++++ Selected excerpt

100+ Personal Reading Challenge

Friday, January 6, 2012

The Brave by Nicholas Evans

About the book: There's little love in eight-year-old Tom Bedford's life. His parents are old and remote and the boarding school they've sent him to bristles with bullies and sadistic staff. The only comfort he gets is from his fantasy world of Cowboys and Indians. But when his sister Diane, a rising star of stage and screen, falls in love with one of his idols, the suave TV cowboy Ray Montane, Tom's life is transformed. They move to Hollywood and all his dreams seem to have come true. Soon, however, the sinister side of Tinseltown casts its shadow and a shocking act of violence changes their lives forever.

What happened all those years ago remains a secret that corrodes Tom's life and wrecks his marriage. Only when his estranged son, a US Marine, is charged with murder do the events resurface, forcing him to confront his demons. As he struggles to save his son's life, he will learn the true meaning of bravery.

First line: The boy followed the guard along the corridor watching the sway of his wide backside and the belt with the handcuffs and baton and the big bunch of keys that jangled as he walked. 

My Thoughts: This story consisted of several subplots wound around to form the whole. As the book took me back and forth in time, from one character's back stort to another, I found myself wondering at times where I was. It seemed rather disjointed to me. The characters were well written, well fleshed out and I found myself caring about them. I enjoyed the look into 60s Hollywood.  There was much violence and heart break here, in all time lines so it might not be for the feint hearted. All in all it was a good read that I enjoyed and would recommend.

Thursday, January 5, 2012

The Big Four by Agatha Christie 1927

Original book blurb: Number One was a Chinaman - the greatest criminal brain of all time; Number Two was a multi-millionaire; Number Three was a beautiful Frenchwoman; and Number Four was 'the destroyer,' the ruthless murderer, with a genius for disguise, whose business it was to remove those who interfered with his masters' plans. These Four, working together, aimed at establishing a world dominion, and against them were ranged Hercule Poirot, the little Belgian detective with the egg-shaped head, the green eyes and 'the little gray cells,' and his friend Hastings. It was Hercule Poirot's brain, the 'little gray cells,' which brought about the downfall of the Big Four, and led to their destruction in the cave in the Dolomites.

++++++++

◆ **Problem A**:
Answer these questions from the reading challenge posts above, one answer per line:
(i) How old is Tom Bedford?
(ii) What is the occupation of Tom's estranged son?
(iii) What year appears with the title of The Big Four?
◆ **Problem B**:
For each statement, say whether it agrees with the reading challenge posts above. Give yes or no and quote the words from the posts that decide it.
(i) Tom's sister Diane falls in love with Ray Montane.
(ii) The reviewer found the book's shifts in time easy to follow.
(iii) Hercule Poirot has blue eyes.
◆ **Problem C**:
Translate this sentence from the reading challenge posts into Spanish: "The characters were well written, well fleshed out and I found myself caring about them."

++++ Entries supplied

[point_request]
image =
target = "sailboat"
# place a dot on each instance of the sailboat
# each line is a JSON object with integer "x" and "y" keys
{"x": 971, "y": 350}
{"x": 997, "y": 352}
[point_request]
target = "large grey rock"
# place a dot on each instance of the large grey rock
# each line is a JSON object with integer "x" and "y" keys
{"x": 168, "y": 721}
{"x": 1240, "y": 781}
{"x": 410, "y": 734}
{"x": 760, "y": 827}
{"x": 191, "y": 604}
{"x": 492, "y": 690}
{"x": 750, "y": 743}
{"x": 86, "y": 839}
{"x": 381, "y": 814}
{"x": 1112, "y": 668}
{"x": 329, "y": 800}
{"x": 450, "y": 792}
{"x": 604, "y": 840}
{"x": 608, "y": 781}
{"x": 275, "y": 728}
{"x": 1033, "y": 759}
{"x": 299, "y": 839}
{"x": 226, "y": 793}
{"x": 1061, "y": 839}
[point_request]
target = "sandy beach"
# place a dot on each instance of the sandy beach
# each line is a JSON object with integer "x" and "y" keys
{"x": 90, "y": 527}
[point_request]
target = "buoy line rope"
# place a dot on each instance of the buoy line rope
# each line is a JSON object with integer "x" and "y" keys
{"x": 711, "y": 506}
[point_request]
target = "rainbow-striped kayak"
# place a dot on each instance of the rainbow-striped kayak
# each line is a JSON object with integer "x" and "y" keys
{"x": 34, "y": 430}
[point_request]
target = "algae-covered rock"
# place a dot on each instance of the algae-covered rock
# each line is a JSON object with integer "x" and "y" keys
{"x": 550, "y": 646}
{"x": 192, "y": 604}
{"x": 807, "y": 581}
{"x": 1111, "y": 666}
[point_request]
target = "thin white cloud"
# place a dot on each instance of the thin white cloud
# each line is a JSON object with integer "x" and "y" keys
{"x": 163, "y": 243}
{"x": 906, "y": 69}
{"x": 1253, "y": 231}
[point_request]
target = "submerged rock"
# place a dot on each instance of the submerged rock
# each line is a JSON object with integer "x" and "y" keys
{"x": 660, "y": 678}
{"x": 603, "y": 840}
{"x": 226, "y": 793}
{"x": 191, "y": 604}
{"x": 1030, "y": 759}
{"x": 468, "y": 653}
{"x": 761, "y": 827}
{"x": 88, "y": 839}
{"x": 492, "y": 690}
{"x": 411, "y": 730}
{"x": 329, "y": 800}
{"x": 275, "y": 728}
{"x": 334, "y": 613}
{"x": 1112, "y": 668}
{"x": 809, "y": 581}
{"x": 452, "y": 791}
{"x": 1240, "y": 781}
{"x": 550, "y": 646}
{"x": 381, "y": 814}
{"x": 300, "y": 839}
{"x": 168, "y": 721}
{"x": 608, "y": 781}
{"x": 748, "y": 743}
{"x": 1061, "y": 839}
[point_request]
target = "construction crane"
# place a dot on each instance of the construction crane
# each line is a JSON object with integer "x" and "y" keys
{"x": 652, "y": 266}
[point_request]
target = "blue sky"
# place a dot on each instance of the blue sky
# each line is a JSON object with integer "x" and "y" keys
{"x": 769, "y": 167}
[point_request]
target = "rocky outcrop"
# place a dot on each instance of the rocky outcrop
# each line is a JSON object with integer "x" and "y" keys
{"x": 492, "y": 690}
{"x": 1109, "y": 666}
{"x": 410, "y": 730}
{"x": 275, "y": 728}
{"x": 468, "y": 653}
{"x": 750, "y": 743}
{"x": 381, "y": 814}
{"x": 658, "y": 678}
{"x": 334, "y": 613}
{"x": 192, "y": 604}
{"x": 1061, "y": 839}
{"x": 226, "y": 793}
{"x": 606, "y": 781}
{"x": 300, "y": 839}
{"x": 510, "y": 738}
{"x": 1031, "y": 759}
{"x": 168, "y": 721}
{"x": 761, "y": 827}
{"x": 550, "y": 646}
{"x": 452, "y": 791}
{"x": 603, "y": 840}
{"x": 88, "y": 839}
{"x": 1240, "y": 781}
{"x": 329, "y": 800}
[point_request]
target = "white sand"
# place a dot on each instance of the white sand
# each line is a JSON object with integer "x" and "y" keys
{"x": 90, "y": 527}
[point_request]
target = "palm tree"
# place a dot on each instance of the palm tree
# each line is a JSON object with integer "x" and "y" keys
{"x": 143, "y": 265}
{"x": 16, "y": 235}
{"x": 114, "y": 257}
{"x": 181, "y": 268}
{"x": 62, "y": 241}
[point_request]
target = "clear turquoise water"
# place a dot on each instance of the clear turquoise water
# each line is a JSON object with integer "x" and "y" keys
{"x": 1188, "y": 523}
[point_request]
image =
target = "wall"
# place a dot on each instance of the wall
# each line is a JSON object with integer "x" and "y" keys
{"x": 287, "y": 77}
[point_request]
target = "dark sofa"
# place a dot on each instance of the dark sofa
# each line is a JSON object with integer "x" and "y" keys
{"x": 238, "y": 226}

++++++++

◆ **Written answer A**:
(i) Eight years old.
(ii) He is a US Marine.
(iii) 1927.

◆ **Written answer B**:
(i) Yes: "falls in love with one of his idols, the suave TV cowboy Ray Montane"
(ii) No: "It seemed rather disjointed to me."
(iii) No: "the green eyes"

◆ **Written answer C**:
Los personajes estaban bien escritos, bien desarrollados y me encontré preocupándome por ellos.